Notice that we are storing the energy from the 9 volt battery as hydrogen and oxygen bubbles.
We could instead bubble hydrogen and oxygen from some other source over the electrodes, and still get electricity. Or we could produce hydrogen and oxygen during the day from solar power, and store the gasses, then use them in the fuel cell at night. We could also store the gasses in high pressure tanks in an electric car, and generate the electricity the car needs from a fuel cell.
How does it do that?
We have two things going on in this project — the electrolysis of water into hydrogen and oxygen gasses, and the recombining of the gasses to produce electricity. We will look into each step separately.
The electrode connected to the negative side of the battery has electrons that are being pushed by the battery. Four of the electrons in that electrode combine with four water molecules.
The four water molecules each give up a hydrogen atom, to form two molecules of hydrogen (H2), leaving four negatively charged ions of OH-.
Hydrogen gas bubbles form on the electrode, and the negatively charged OH- ions migrate away from the negatively charged electrode.
At the other electrode, the positive side of the battery pulls electrons from the water molecules. The water molecules split into positively charged hydrogen atoms (single protons), and oxygen molecules (O2). The oxygen molecules form bubbles at the electrode, and the protons migrate away from the positively charged electrode.
The protons eventually combine with the OH- ions from the negative electrode, and form water molecules again.

Written instruction 1:
Count the lines of the records that contain the string "cloud". Reply with the number only.

Labeled box records
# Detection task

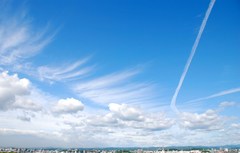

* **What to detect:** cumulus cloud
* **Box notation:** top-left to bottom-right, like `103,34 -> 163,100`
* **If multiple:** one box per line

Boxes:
53,98 -> 84,114
180,110 -> 224,131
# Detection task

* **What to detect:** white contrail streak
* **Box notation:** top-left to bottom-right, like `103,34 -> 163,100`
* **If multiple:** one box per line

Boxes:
171,0 -> 215,113
186,88 -> 240,103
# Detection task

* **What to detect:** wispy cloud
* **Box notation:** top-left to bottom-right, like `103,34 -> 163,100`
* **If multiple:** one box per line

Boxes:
73,69 -> 156,104
0,6 -> 55,66
37,58 -> 94,82
185,88 -> 240,103
171,0 -> 215,113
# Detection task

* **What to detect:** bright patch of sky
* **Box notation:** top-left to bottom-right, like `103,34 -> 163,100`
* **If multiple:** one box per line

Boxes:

Written instruction 2:
Please continue the fuel cell explanation from its last sentence.

Answer 1:
2

Answer 2:
The Fuel Cell
When we remove the battery, the catalytic action of the platinum causes the hydrogen (H2) molecules to break up, forming positively charged hydrogen ions (H+, or protons), and electrons.
The electrons do not recombine with the protons because they are attracted to the electrode, which is positively charged due to the reaction happening at the opposite electrode.
At that other electrode, the oxygen molecules in bubbles on the platinum surface draw electrons from the metal, and then combine with the hydrogen ions (from the reaction at the other electrode) to form water.
The oxygen electrode has lost two electrons to each oxygen molecule. The hydrogen electrode has gained two electrons from each hydrogen molecule. The electrons at the hydrogen electrode are attracted to the positively charged oxygen electrode. Electrons travel more easily in metal than in water, so the current flows in the wire, instead of the water. In the wire, the current can do work, such as lighting a bulb, or moving a meter.